Stated task >>
Repeat the records below exactly.

☆ ☆ ☆ ☆

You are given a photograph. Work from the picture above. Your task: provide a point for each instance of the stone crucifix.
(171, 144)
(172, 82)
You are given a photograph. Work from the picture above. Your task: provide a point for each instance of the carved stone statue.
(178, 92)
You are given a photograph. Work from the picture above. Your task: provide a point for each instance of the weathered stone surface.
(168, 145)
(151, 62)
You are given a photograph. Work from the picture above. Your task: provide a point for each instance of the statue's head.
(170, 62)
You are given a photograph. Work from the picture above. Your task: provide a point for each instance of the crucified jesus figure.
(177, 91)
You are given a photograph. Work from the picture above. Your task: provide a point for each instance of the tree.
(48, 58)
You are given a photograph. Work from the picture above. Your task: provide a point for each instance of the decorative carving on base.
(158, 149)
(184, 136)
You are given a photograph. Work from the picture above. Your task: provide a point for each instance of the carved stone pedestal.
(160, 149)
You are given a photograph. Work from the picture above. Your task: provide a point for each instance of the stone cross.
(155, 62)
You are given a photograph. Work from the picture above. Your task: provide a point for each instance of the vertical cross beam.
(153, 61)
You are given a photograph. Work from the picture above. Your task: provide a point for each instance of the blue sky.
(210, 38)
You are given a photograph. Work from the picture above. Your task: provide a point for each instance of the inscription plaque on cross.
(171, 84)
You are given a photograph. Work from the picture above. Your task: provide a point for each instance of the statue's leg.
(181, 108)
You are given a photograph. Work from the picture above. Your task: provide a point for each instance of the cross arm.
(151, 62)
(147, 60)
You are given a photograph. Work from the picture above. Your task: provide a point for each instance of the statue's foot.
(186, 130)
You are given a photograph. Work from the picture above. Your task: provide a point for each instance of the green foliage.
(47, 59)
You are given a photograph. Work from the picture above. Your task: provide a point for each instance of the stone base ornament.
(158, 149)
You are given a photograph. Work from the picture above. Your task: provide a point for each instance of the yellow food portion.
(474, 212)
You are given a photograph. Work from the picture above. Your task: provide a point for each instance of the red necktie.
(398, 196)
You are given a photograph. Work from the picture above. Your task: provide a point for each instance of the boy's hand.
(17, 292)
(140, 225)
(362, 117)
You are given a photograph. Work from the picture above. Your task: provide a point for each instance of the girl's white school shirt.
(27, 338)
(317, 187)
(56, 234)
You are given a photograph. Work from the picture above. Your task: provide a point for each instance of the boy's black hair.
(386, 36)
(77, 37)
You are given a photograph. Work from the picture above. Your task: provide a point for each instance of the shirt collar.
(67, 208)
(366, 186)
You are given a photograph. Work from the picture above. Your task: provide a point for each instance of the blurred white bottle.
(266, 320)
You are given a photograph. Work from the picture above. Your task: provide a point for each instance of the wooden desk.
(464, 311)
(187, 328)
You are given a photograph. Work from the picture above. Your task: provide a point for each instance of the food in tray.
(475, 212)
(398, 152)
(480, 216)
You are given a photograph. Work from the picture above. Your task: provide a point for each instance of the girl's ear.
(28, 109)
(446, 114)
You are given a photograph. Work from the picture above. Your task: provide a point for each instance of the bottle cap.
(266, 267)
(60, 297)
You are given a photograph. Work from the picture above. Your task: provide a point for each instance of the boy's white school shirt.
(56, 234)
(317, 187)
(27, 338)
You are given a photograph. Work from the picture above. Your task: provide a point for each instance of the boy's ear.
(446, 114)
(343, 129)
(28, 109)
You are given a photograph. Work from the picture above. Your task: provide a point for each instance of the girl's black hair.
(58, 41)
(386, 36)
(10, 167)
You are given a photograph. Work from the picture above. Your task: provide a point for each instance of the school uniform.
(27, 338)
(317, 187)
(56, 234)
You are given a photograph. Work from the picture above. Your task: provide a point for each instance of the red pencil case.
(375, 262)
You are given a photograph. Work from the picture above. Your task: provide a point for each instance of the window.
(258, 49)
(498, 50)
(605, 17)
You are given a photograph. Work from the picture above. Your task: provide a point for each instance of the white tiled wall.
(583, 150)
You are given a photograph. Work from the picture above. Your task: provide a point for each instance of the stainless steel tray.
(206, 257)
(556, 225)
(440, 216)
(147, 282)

☆ ☆ ☆ ☆

The result >>
You are given a photograph. Work from the picture above. Your task: provide a point for each instance of the stone crucifix.
(171, 144)
(172, 82)
You are given a photograph. Work from the picture above. Your task: provide a point for each instance of the carved stone statue.
(178, 92)
You are given a photograph. Work from the picture above. Your task: provide a point for each instance of the weathered stone surface.
(168, 145)
(151, 62)
You are given a photograph. Work from the picture above. Your task: provide a point for each instance of the statue's head.
(170, 62)
You are given a photograph. Work from the picture above. Your task: provide a point for each instance of the crucified jesus figure.
(177, 91)
You are given a photograph. Work from the picture above. Your task: provide a point for each instance of the tree.
(48, 58)
You are given a photograph. Work from the picture above. Your task: provide a point for each instance of the decorative carving on base.
(158, 149)
(184, 136)
You are given a photograph. Work from the picture above. Your task: provide a point for each instance of the carved stone pedestal.
(160, 149)
You are given a photograph. Work from the picture above. Your task: provide a point for each instance of the stone cross.
(155, 62)
You are given a photograph. Work from the picture above. Your task: provide a point for each instance of the vertical cross beam.
(153, 61)
You are given a photograph. Work from the picture above. Your task: provide a point for each instance of the blue sky.
(210, 38)
You are given a photograph. Work from the picture above. Your task: provide a point for each instance of the inscription plaque on cross.
(171, 84)
You are given a photograph. Work from the picture above. Your task: provide a point for each instance of the statue's leg.
(181, 108)
You are given a photograph. Work from the picture above. Your task: provide a point for each instance of the cross arm.
(151, 62)
(147, 60)
You are given a photograph. Work from the picture above. Your task: provide a point for each instance of the statue's foot.
(186, 130)
You are given a photograph. Work from the picture above. Your task: provide a point for each instance of the green foliage.
(47, 59)
You are given a photograph. Work from the picture above. Your task: provide a point for each instance of the stone base ornament.
(158, 149)
You are given a photograph. Work from the picture above. Your task: provide a point for each instance of the yellow food portion.
(474, 212)
You are given a photograph. Work from the picture above. Your task: provide a point for each instance of the red necktie.
(398, 196)
You are given a photograph. Work from the picture above. Your task: provide a point for each instance of the boy's hand.
(17, 292)
(140, 225)
(362, 117)
You are given a photograph. Work from the picture above. Your task: provide a point for each instance of the girl's white school shirt.
(27, 338)
(317, 187)
(56, 234)
You are given a photograph. Work from the picture above. Your task: provide a point for each instance of the boy's black hair.
(386, 36)
(77, 37)
You are given a photograph. Work from the picture above. Your task: provide a point for each instance of the shirt collar.
(67, 208)
(366, 186)
You are given a photograph. Work from the picture above. Your task: provide a point for each instance of the blurred white bottle.
(266, 320)
You are given a photograph. Work from the picture above. Your task: provide a point for each instance of the wooden desk.
(464, 311)
(187, 328)
You are given a photograph. Work from the picture above. Your task: provide a point for each instance of the food in tray.
(475, 212)
(398, 152)
(480, 216)
You are given a photograph. Work from the picture above. Your task: provide a point for each instance of the girl's ear.
(28, 109)
(446, 114)
You are given a photograph. Work from the picture above. Your task: provide a point for each instance of the bottle cap.
(266, 267)
(60, 297)
You are given a photograph. Work from the picture above. Your task: provide a point for each instance of the boy's white school shirt.
(56, 234)
(317, 187)
(27, 338)
You are given a photograph. Work from the picture above. Your task: provide a point for each instance of the boy's ear.
(446, 114)
(343, 129)
(28, 109)
You are given a photograph. Work from the picture above. Your task: provide a point for each instance of the girl's black hair.
(58, 41)
(386, 36)
(10, 167)
You are given a photograph. Work from the picture above. Your task: provide a point for each instance of the school uniform.
(27, 338)
(317, 187)
(56, 234)
You are given a photograph. Work from the picture above. Your task: provide a point for each instance of the red pencil case.
(375, 262)
You are given a photograph. Work from the picture above. Your task: provide a point for each instance of the window.
(258, 49)
(498, 50)
(605, 17)
You are given a photograph. Work from the picture above. Your task: provide a point for each instance of the white tiled wall.
(583, 150)
You are given a photograph. Work from the picture above. Your task: provide a point for each instance of the stainless steel tray.
(206, 257)
(556, 225)
(440, 216)
(147, 282)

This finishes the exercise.